Segment Start: Data for analysis

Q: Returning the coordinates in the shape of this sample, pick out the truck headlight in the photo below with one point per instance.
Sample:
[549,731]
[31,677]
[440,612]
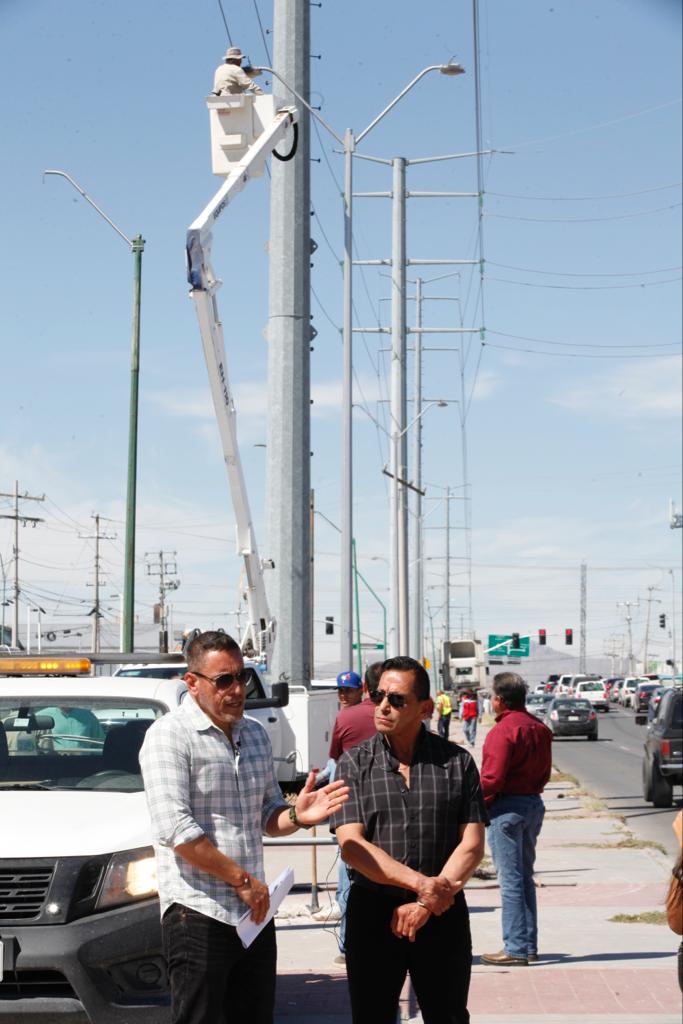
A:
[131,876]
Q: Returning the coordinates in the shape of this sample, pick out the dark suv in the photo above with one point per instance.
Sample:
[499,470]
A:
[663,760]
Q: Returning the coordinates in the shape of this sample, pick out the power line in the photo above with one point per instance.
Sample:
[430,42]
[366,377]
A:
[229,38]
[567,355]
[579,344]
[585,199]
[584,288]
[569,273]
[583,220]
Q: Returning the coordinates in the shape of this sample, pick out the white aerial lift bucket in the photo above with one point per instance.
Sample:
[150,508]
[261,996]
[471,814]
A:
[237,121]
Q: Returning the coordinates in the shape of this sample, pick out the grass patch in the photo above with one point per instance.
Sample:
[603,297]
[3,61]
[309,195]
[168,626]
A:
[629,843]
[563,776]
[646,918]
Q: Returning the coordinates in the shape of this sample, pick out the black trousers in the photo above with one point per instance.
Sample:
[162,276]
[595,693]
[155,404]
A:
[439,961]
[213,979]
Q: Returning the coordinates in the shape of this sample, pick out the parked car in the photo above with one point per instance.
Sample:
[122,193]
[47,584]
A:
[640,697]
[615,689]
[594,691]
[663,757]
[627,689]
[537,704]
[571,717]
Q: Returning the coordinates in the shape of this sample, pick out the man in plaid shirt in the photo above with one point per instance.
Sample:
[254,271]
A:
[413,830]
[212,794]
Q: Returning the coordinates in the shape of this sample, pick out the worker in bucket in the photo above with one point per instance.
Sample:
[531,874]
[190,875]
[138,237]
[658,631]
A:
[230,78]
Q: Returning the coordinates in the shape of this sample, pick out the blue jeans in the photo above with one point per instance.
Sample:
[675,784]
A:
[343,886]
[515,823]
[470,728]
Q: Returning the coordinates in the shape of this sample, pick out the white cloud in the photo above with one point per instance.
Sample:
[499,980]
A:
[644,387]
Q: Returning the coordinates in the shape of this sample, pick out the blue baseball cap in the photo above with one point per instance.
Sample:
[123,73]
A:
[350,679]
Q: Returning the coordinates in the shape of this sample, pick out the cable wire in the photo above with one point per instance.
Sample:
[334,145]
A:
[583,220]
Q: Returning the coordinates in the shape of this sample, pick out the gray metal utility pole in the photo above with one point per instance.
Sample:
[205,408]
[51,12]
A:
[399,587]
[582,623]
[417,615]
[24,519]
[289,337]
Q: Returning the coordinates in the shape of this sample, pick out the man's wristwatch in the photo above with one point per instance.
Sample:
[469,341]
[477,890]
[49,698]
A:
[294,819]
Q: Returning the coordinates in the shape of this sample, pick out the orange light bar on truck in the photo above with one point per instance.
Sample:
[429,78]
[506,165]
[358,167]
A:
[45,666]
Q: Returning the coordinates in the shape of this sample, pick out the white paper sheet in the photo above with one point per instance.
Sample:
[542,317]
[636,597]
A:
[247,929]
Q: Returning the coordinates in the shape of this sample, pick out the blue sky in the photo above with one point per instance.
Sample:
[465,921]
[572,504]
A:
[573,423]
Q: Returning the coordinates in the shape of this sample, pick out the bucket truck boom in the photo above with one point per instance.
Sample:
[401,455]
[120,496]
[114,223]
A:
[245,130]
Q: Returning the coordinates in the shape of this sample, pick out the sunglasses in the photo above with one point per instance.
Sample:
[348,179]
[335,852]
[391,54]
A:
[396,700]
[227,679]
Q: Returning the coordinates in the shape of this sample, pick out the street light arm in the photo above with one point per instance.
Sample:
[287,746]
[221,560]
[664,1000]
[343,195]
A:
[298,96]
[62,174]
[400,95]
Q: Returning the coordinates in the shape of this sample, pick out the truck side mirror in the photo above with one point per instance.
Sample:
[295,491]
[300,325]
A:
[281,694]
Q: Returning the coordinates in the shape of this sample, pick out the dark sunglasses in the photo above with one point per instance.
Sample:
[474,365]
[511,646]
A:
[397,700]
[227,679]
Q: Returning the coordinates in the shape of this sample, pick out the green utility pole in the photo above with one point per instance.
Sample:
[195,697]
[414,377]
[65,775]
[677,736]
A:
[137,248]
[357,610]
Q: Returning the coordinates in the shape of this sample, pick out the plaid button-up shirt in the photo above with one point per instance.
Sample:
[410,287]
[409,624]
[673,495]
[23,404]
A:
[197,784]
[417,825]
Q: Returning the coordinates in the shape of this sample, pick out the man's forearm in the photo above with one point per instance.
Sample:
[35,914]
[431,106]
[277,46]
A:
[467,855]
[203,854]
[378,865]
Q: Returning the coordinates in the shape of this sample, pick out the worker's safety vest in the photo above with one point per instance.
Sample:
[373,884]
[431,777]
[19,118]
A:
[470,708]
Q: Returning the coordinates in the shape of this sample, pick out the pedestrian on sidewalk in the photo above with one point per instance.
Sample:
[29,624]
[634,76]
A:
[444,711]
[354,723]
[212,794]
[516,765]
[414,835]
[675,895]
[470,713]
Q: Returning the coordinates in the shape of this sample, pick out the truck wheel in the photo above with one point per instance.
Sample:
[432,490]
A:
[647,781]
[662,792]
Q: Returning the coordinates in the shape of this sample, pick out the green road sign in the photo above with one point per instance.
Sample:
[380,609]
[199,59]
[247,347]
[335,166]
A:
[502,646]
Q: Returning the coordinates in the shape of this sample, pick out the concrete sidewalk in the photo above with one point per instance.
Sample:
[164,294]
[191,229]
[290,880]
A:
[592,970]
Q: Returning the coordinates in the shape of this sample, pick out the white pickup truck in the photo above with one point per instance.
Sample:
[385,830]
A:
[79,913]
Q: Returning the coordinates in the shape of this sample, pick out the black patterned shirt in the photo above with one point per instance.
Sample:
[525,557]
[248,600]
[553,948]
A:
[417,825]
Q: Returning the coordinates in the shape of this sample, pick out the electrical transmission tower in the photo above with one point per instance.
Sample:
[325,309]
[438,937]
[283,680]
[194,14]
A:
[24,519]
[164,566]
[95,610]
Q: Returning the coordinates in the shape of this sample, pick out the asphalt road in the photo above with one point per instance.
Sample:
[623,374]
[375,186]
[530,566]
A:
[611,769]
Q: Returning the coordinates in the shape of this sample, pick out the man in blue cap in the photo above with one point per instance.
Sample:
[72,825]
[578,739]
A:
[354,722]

Segment End: Data for analysis

• [Work instruction]
Return a verbatim transcription of the data, omitting all images.

• [Result of the exercise]
Q: Returning the coordinates in the shape of this sample, pick out the truck headlight in the photo below with one point per instance.
Sample:
[549,731]
[31,677]
[440,612]
A:
[131,876]
Q: Returning the coordinates in the shape of this sample, pick out the dark suv in the photo above with one point per instance.
Sample:
[499,470]
A:
[663,760]
Q: Returning the coordinates in the shape of this sample, pick out the power line in the photo above with one point per instance.
Sample:
[430,42]
[366,377]
A:
[229,38]
[567,355]
[579,344]
[585,199]
[584,288]
[569,273]
[583,220]
Q: Returning the coordinates in the shape of this sample, pick out the white aerial lift bucket in the photo above with one point per instance.
Sample:
[150,508]
[261,996]
[471,814]
A:
[237,121]
Q: Returning the coordinates in the shape of this sample, pick out the grass patch in the photo above with one point per instance.
Sample:
[603,297]
[3,61]
[309,195]
[168,626]
A:
[629,843]
[563,776]
[646,918]
Q: Returning the coordinates in the shape of this sample, pick out the black trousers in the photo above with one point per instance.
Sample:
[162,276]
[595,693]
[155,404]
A:
[439,961]
[213,979]
Q: Returning the coordinates in the shape of this sample, pick out the parked car in the photo above with one point per instance.
Sample:
[122,193]
[47,584]
A:
[640,697]
[615,689]
[594,691]
[663,757]
[627,689]
[537,704]
[571,717]
Q: Returning the coordinates in the shape of this sample, pick out the man in plaid shirt in the photo above with one point per instance.
Sample:
[254,271]
A:
[413,830]
[212,794]
Q: Returning the coordinates in the shape of this sample, pick out the worker in bucket in the photo above with one point per instance.
Sample:
[531,874]
[190,875]
[138,237]
[658,631]
A:
[230,78]
Q: Returning the coordinates in the shape of this sample, pick out the blue jeans in the photo above with one point per instance.
Sample:
[675,784]
A:
[343,886]
[515,823]
[470,728]
Q: Returning the coordinates in the shape of this sample, pick out the white cloud in the photo above with one point per instance.
Sample:
[499,980]
A:
[644,387]
Q: Returning the coordinates in the shape of this sample, pick out the blue baseball cap in the photo above with one point per instance.
Sample:
[123,73]
A:
[350,679]
Q: Returning the coordinates in the shape of this sample, pick out the cable wire in the photo above with one point per instance.
Sample:
[334,145]
A:
[583,220]
Q: Returning the coordinates in the shape of this sample, pick out the gray metal utility pole in the photo above with one point per instance.
Sample:
[205,408]
[51,12]
A:
[399,587]
[582,623]
[417,615]
[24,519]
[289,337]
Q: Returning the coordinates in the shape of this sample, pick out the man's wristwatch in the photo above with one point per instance.
Sample:
[469,341]
[477,890]
[49,698]
A:
[294,819]
Q: Returning the coordinates in the shape of this sample, pick out the orange light bar on truck in the photo above with one point per instance.
Sample:
[429,78]
[506,165]
[358,167]
A:
[45,666]
Q: Returning the coordinates in the shape of this sample, pick out the white paper sheet in the photo above with one point per instance.
Sample:
[542,317]
[636,597]
A:
[247,929]
Q: Returning the coordinates in the shape of this sample, pick out the blue sky in the photo above with one point per instance.
Sample:
[465,921]
[572,504]
A:
[573,423]
Q: Returning the coordinates in the shape of this sample, pick out the bucket truck boom in the photo above with one point per instance.
Sample:
[401,455]
[120,496]
[114,223]
A:
[245,130]
Q: Returning the coordinates in the shape of this sample, pick out the sunglasses in the photo above with one point per instance.
Sample:
[348,179]
[335,852]
[391,54]
A:
[396,700]
[227,679]
Q: Returning the coordinates in the shape of this sample, pick out the street light arm in the photo above with one point per instance.
Sample:
[287,746]
[221,560]
[664,1000]
[343,195]
A:
[298,96]
[62,174]
[400,95]
Q: Returning the coordinates in the shape of this sample, pick out the truck side mirror in the photo above with one point per instance.
Sample:
[295,491]
[300,325]
A:
[281,694]
Q: Returning the coordinates in the shape of this sample, pick out the dark sunglasses in the photo above with one point per instance.
Sample:
[474,365]
[511,646]
A:
[397,700]
[227,679]
Q: Returning the coordinates in the shape of this sample, pick out the green utility pole in the photo above with one point per instance.
Sample:
[195,697]
[414,377]
[65,775]
[677,736]
A:
[137,248]
[357,610]
Q: Returning the coordinates in the shape of this sample, pick out the plaid button-up shirt in the photo above with one point per instance.
Sample:
[410,287]
[409,624]
[673,495]
[23,404]
A:
[197,784]
[417,825]
Q: Returning the coordinates in the shape of this sample, pick out the man's forearm in the photo above with one point per instance.
Sample:
[35,914]
[431,106]
[277,46]
A:
[467,855]
[203,854]
[378,865]
Q: Returning the coordinates in the shape of this sample, pick out the worker's safety vest in the photo above with one point per instance.
Sample:
[373,884]
[431,777]
[19,118]
A:
[470,708]
Q: Returning the coordinates in the shape of this sample, pick out the pedestrian on sidewalk in the photo above with one point per instance.
Sample:
[29,624]
[634,76]
A:
[444,711]
[354,723]
[212,794]
[516,765]
[414,835]
[675,895]
[470,713]
Q: Returning the coordinates in the shape of this sample, pick out the truck wheel in the photo above with one point per instance.
Sample:
[432,490]
A:
[647,781]
[662,792]
Q: Returning the coordinates in the shape of this sample, pick out the green road sign in the photo above with one point per instance.
Sample:
[380,609]
[199,59]
[247,347]
[335,166]
A:
[502,646]
Q: Returning the coordinates in the shape of this sample, pick out the concrete sidewalk in the photo above with one point per instance.
Sample:
[164,294]
[191,229]
[290,880]
A:
[592,970]
Q: Returning the coordinates in the shape of this sample, pick out the white pickup truck in the photo above with one point per instance.
Sample:
[385,830]
A:
[79,913]
Q: Returning the coordinates in the shape of this sample, pick out the black patterned shirt in the photo above with one point per instance.
Sample:
[525,557]
[248,600]
[553,948]
A:
[417,825]
Q: Returning the coordinates in the shape of this sample, pick out the electrical transmission tower in the photo above with one point per instance.
Sample:
[325,309]
[438,937]
[283,680]
[194,14]
A:
[24,519]
[164,566]
[95,610]
Q: Returning the coordinates in the shape of this sample, pick out the asphalt road in the photo above with one point per instance.
Sample:
[623,374]
[375,186]
[530,566]
A:
[611,769]
Q: Returning the coordinates in the shape of this sample, pick out the man in blue cap in the photo above with one point per instance.
Sample:
[72,825]
[578,739]
A:
[354,722]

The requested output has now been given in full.